- [The task] Print the lines of the entries below unchanged, starting at the line that contains "Note: for every instance of the t-handle" and stopping after the line that contains "[[346, 117]]". Include nothing else.

- [Material supplied]
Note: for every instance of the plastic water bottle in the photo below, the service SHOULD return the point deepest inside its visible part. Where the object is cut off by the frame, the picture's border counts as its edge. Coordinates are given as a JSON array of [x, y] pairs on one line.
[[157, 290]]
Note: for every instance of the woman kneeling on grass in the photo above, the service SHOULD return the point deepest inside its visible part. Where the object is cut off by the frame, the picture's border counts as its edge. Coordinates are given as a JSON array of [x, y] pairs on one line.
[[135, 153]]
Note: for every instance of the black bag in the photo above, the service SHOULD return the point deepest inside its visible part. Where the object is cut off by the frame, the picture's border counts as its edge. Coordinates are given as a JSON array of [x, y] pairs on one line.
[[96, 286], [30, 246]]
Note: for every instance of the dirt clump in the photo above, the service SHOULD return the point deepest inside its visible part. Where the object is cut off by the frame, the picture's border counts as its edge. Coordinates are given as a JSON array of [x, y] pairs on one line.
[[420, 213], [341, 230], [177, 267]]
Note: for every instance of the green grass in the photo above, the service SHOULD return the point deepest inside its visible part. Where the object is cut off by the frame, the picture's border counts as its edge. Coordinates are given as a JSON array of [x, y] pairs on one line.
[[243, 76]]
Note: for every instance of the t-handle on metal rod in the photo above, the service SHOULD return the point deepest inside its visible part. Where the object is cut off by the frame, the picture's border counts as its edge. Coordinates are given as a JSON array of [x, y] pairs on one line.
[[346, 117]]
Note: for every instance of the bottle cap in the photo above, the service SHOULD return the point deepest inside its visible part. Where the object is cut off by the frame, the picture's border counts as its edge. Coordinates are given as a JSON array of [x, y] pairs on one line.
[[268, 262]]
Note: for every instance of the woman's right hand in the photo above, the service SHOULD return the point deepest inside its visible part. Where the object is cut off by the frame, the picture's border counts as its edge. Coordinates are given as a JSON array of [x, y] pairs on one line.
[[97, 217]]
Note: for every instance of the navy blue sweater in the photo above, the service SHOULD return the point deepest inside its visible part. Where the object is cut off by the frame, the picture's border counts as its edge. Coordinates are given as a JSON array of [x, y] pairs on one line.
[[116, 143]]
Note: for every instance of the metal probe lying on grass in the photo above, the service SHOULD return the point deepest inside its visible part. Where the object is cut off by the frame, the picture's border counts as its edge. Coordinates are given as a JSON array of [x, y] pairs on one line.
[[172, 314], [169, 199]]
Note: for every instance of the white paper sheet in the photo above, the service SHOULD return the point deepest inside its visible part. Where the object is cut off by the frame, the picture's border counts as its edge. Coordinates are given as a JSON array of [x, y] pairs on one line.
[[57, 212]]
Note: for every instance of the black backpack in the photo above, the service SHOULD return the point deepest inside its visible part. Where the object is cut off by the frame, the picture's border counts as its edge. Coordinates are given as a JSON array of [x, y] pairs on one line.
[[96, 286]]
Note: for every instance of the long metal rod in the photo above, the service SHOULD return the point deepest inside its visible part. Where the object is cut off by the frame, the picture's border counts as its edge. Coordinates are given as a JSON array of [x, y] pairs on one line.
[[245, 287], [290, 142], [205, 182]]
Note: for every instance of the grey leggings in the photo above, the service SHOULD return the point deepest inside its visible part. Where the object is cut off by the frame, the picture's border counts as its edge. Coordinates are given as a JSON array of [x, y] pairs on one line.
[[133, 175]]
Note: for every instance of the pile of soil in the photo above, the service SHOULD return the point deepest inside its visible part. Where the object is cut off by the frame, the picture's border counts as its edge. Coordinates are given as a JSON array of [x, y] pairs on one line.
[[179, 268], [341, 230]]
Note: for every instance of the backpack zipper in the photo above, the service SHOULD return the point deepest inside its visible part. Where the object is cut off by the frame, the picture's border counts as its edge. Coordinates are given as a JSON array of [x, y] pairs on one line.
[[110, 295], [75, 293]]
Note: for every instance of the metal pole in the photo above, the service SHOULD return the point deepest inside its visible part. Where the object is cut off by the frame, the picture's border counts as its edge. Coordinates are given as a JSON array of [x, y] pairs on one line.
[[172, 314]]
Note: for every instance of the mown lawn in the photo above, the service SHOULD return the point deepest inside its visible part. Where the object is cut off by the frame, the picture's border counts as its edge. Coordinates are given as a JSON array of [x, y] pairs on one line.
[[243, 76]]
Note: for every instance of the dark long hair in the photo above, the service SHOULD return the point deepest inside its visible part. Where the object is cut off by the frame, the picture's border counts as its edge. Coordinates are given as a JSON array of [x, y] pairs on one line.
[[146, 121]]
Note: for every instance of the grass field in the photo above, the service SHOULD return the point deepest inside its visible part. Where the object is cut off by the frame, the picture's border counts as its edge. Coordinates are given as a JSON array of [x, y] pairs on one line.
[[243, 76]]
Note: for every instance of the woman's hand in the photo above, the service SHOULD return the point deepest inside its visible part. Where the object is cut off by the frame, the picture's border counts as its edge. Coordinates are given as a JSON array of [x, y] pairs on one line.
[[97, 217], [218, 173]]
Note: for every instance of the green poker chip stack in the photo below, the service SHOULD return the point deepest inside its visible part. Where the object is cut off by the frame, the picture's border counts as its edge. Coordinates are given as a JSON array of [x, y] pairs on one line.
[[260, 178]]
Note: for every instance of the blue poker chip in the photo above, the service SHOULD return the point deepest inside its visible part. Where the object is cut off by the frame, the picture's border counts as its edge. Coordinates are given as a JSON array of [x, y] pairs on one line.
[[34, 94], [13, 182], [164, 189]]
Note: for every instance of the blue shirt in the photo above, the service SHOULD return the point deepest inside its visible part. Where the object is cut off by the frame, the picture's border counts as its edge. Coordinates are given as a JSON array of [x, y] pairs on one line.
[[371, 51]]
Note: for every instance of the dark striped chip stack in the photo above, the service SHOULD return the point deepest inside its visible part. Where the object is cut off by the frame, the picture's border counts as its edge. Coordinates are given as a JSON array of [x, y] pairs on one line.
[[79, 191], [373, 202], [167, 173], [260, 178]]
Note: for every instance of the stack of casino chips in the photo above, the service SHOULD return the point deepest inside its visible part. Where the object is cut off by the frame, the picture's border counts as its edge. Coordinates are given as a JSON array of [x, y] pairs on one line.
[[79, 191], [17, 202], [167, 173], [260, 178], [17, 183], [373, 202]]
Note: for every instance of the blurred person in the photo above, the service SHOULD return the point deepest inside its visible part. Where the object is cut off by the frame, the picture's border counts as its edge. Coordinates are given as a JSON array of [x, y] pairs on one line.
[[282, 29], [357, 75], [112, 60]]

- [Answer for this exercise]
Note: for every instance of the t-handle on metal rod in the photo above, the service SHOULD return the point deepest inside its visible part. Where the object is cut off by the frame, the picture's border counts as its edge. Coordinates are given as a JSON array of [x, y] pairs on one line.
[[346, 117]]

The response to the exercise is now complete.